### Source material
Content starts

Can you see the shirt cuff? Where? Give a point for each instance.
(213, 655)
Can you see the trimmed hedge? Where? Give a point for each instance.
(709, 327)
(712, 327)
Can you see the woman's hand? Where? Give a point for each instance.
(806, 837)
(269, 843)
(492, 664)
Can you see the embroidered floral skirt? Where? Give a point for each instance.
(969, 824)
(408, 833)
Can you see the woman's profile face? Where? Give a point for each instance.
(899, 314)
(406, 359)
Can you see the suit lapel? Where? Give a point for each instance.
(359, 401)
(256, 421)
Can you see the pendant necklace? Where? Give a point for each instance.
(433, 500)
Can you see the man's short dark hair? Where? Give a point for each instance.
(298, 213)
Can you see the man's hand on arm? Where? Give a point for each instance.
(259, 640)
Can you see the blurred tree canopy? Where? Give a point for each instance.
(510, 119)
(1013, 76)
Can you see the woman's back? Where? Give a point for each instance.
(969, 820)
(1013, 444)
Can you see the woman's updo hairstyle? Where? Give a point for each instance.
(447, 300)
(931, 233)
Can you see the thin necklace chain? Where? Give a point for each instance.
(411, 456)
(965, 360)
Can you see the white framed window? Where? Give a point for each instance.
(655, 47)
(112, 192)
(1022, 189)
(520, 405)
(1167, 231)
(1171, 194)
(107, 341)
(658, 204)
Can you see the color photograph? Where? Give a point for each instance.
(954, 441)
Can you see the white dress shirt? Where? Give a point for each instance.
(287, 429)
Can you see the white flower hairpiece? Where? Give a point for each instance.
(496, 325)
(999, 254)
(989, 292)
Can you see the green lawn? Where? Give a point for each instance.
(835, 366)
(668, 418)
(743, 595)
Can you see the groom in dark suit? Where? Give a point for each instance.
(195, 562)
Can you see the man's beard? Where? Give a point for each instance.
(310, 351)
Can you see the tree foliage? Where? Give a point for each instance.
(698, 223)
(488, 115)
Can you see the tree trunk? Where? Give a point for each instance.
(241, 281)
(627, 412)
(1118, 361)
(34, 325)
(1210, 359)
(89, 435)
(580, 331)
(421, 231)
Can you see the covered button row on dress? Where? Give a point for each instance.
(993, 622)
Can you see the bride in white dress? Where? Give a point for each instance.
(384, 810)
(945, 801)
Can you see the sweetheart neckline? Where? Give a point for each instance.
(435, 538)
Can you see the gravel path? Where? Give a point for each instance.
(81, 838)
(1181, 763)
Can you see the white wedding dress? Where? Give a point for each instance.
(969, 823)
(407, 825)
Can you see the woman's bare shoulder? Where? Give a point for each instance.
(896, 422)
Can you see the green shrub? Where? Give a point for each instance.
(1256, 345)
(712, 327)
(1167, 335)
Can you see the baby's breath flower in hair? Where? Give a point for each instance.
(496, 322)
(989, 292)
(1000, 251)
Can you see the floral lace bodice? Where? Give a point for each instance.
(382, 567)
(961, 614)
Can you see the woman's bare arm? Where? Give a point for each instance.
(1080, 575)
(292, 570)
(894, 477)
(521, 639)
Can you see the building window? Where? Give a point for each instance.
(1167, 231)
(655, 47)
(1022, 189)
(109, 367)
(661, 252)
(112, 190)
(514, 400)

Content ends

### Work required
Please quote exactly the lines from the one containing "Can you see the building" through the last line of the records above, both included, and nothing else.

### Finished exercise
Can you see the building window? Where? Give a point for each instance.
(1167, 231)
(655, 47)
(1022, 189)
(109, 367)
(661, 252)
(112, 190)
(514, 400)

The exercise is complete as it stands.